* WHAT IS NEEDED
Start to finish, copy the data exactly.

------------------------------------------------------------

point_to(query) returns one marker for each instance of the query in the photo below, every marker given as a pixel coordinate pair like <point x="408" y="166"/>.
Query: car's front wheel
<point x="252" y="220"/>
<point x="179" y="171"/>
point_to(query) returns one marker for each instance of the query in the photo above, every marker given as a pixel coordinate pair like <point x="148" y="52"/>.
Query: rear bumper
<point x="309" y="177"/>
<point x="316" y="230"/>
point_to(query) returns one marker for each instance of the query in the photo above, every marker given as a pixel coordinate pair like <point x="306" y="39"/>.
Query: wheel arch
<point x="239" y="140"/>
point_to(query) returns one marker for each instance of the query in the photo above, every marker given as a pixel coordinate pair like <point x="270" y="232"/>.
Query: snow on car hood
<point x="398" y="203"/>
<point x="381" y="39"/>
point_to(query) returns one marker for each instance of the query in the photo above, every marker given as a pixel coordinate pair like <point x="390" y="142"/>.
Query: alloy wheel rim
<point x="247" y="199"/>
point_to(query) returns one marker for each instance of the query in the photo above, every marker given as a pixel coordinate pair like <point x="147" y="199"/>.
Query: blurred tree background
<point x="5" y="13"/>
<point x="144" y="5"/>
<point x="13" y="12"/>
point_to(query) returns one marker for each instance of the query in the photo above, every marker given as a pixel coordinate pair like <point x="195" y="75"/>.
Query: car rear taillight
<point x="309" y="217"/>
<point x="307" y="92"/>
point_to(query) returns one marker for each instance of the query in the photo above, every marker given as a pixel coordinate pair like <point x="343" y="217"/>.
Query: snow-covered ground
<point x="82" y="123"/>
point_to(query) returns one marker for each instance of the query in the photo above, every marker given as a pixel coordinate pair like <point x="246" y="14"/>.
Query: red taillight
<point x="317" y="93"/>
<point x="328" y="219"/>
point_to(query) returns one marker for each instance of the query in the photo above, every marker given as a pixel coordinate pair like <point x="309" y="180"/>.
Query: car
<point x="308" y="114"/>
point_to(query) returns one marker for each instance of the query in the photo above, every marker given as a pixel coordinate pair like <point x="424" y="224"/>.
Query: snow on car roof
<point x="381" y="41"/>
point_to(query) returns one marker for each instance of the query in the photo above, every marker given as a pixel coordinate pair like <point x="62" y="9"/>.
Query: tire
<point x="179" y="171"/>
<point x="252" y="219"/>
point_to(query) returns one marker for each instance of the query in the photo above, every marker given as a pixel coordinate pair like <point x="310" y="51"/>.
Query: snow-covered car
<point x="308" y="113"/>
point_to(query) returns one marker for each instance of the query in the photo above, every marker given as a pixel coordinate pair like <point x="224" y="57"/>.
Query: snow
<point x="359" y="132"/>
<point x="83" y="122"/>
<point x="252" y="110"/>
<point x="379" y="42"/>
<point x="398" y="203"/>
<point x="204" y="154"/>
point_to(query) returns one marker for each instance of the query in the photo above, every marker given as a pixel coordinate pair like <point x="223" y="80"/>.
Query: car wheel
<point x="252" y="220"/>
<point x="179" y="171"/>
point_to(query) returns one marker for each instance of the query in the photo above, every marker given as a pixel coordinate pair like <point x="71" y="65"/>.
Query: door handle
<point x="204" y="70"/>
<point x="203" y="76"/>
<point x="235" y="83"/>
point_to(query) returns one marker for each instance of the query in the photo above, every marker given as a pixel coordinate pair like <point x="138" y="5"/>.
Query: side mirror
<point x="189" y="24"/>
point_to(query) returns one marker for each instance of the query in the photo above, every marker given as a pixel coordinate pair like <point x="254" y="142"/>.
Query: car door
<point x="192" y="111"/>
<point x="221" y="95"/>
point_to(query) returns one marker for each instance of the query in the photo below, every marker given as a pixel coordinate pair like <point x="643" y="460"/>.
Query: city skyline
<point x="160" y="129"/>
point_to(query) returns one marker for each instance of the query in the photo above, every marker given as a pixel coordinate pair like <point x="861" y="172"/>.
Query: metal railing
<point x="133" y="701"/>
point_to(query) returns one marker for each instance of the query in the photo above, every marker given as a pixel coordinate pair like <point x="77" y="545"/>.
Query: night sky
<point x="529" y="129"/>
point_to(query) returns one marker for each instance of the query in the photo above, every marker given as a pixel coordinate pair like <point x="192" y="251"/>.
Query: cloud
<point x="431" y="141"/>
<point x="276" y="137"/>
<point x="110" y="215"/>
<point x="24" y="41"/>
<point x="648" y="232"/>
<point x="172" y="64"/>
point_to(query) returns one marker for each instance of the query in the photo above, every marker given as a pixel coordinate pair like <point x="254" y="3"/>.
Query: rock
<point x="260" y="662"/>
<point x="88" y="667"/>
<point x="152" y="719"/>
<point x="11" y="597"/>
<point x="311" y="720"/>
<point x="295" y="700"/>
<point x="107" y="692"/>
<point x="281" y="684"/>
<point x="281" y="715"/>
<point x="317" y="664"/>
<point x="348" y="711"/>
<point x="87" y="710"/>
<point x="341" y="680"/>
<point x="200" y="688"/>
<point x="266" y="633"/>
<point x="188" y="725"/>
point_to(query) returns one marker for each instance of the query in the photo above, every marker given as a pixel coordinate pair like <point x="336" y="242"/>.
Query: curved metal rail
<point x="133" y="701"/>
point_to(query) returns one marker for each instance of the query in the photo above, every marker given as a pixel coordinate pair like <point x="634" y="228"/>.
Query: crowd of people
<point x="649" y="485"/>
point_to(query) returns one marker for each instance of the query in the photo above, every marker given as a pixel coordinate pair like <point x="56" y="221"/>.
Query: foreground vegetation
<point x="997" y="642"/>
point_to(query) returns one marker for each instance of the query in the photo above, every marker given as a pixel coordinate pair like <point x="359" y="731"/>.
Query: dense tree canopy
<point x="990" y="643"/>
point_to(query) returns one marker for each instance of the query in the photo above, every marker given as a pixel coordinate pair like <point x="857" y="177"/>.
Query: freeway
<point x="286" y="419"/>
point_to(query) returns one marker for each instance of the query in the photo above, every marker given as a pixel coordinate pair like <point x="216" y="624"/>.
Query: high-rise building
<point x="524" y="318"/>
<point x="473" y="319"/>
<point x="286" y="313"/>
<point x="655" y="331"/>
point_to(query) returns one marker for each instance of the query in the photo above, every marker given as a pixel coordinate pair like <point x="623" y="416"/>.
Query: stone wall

------------------------------------------------------------

* ANSWER BOX
point_to(query) returns one marker for each instance of the query in the photo below, every marker given as a pixel coordinate pair like <point x="408" y="166"/>.
Query: car's front wheel
<point x="252" y="220"/>
<point x="179" y="171"/>
point_to(query) returns one marker for each instance of the query in the photo above, every marker given as a pixel coordinate pair like <point x="148" y="52"/>.
Query: rear bumper
<point x="309" y="177"/>
<point x="316" y="230"/>
point_to(query) returns one marker for each instance of the query in the photo above, every marker given as a pixel coordinate pair like <point x="306" y="39"/>.
Query: wheel arch
<point x="239" y="140"/>
point_to(query) returns one marker for each instance of the query in the photo above, every marker given as a pixel coordinate pair like <point x="270" y="232"/>.
Query: snow on car hood
<point x="398" y="203"/>
<point x="381" y="39"/>
point_to(query) returns one marker for each instance of the query in the photo above, every marker given as a pixel coordinate pair like <point x="390" y="142"/>.
Query: alloy wheel rim
<point x="247" y="199"/>
point_to(query) returns one marker for each instance of the query in the photo above, every marker given as a pixel coordinate pair like <point x="147" y="199"/>.
Query: blurred tree background
<point x="5" y="13"/>
<point x="144" y="5"/>
<point x="13" y="12"/>
point_to(query) returns one marker for each instance of the query in the photo above, every marker given as a pixel coordinate pair like <point x="195" y="75"/>.
Query: car rear taillight
<point x="309" y="217"/>
<point x="307" y="92"/>
point_to(query) returns one marker for each instance of the query in the photo above, every marker given as a pixel coordinate pair like <point x="343" y="217"/>.
Query: snow-covered ground
<point x="82" y="123"/>
point_to(query) returns one marker for each instance of the query in the photo above, every marker given as a pixel coordinate pair like <point x="246" y="14"/>.
Query: red taillight
<point x="317" y="93"/>
<point x="328" y="219"/>
point_to(query) returns one marker for each instance of the query in the photo above, every marker given as a pixel coordinate pair like <point x="309" y="180"/>.
Query: car
<point x="308" y="114"/>
point_to(query) returns one marker for each instance of the query in the photo above, every marker given as a pixel coordinate pair like <point x="424" y="224"/>.
Query: snow on car roof
<point x="381" y="41"/>
point_to(query) returns one marker for each instance of the query in the photo above, every marker given as a pixel coordinate pair like <point x="62" y="9"/>.
Query: tire
<point x="179" y="171"/>
<point x="252" y="219"/>
point_to(query) returns one marker for each instance of the query in the photo above, every marker given as a pixel coordinate pair like <point x="310" y="51"/>.
Query: snow-covered car
<point x="308" y="113"/>
point_to(query) returns one marker for each instance of the query in the photo above, every marker given as a pixel coordinate pair like <point x="224" y="57"/>.
Query: snow
<point x="359" y="132"/>
<point x="83" y="122"/>
<point x="252" y="110"/>
<point x="379" y="42"/>
<point x="398" y="203"/>
<point x="204" y="154"/>
point_to(query) returns one marker for each instance of the query in the photo above, every marker given as a pixel coordinate pair like <point x="223" y="80"/>.
Query: car wheel
<point x="252" y="220"/>
<point x="179" y="171"/>
point_to(query) returns one marker for each instance of the query in the photo above, every marker given as a pixel coordinate pair like <point x="71" y="65"/>.
Query: door handle
<point x="204" y="70"/>
<point x="203" y="76"/>
<point x="235" y="83"/>
point_to(query) returns one marker for each instance of the query in the photo above, every marker given as a pixel coordinate pair like <point x="138" y="5"/>.
Query: side mirror
<point x="189" y="24"/>
point_to(query) returns one marker for each instance of the query in the photo above, every marker given as a pixel coordinate pair like <point x="254" y="142"/>.
Query: car door
<point x="192" y="111"/>
<point x="221" y="95"/>
point_to(query) returns one marker for each instance of the query in the photo below, every marker given as a pixel coordinate pair like <point x="643" y="460"/>.
Query: city skyline
<point x="160" y="129"/>
point_to(query) returns one marker for each instance of the query in the photo above, every marker given as a pixel coordinate pair like <point x="861" y="172"/>.
Query: metal railing
<point x="133" y="701"/>
point_to(query) returns one marker for each instance of the query in the photo above, every marker given as a pixel coordinate pair like <point x="77" y="545"/>.
Query: night sky
<point x="529" y="129"/>
point_to(query) returns one marker for each instance of the query in the photo above, every marker given as a pixel coordinate pair like <point x="192" y="251"/>.
Query: cloud
<point x="431" y="141"/>
<point x="276" y="137"/>
<point x="110" y="215"/>
<point x="24" y="41"/>
<point x="648" y="232"/>
<point x="172" y="64"/>
point_to(query) returns one marker for each instance of the query in the photo above, every marker given as a pixel coordinate pair like <point x="254" y="3"/>.
Query: rock
<point x="260" y="662"/>
<point x="88" y="667"/>
<point x="152" y="719"/>
<point x="11" y="597"/>
<point x="311" y="720"/>
<point x="295" y="700"/>
<point x="107" y="692"/>
<point x="281" y="684"/>
<point x="281" y="715"/>
<point x="317" y="664"/>
<point x="348" y="711"/>
<point x="87" y="710"/>
<point x="341" y="680"/>
<point x="200" y="688"/>
<point x="266" y="633"/>
<point x="188" y="725"/>
point_to(query) returns one marker for each instance of the query in the photo above, every marker given as a pixel coordinate pair like <point x="336" y="242"/>.
Query: curved metal rail
<point x="133" y="701"/>
point_to(query) returns one marker for each instance of the query in the photo above, every marker given as a pixel coordinate pair like <point x="634" y="228"/>.
Query: crowd of people
<point x="649" y="485"/>
point_to(query) returns one marker for each instance of the query in the photo above, every marker given as a pixel coordinate pair like <point x="56" y="221"/>.
Query: foreground vegetation
<point x="997" y="642"/>
point_to(query) returns one marker for each instance of the query in the photo above, every marker given as a pixel coordinate pair like <point x="359" y="731"/>.
Query: dense tree canopy
<point x="990" y="643"/>
point_to(query) returns one marker for each instance of the query in the photo above, every marker given as a pixel coordinate pair like <point x="857" y="177"/>.
Query: freeway
<point x="286" y="419"/>
point_to(query) returns one marker for each instance of the query in the photo above, every marker given as a pixel coordinate pair like <point x="216" y="624"/>.
Query: high-rise building
<point x="524" y="318"/>
<point x="473" y="319"/>
<point x="286" y="313"/>
<point x="655" y="331"/>
point_to(query) returns one marker for each instance of the query in the photo above, every marker given as a pixel coordinate pair like <point x="623" y="416"/>.
Query: stone wall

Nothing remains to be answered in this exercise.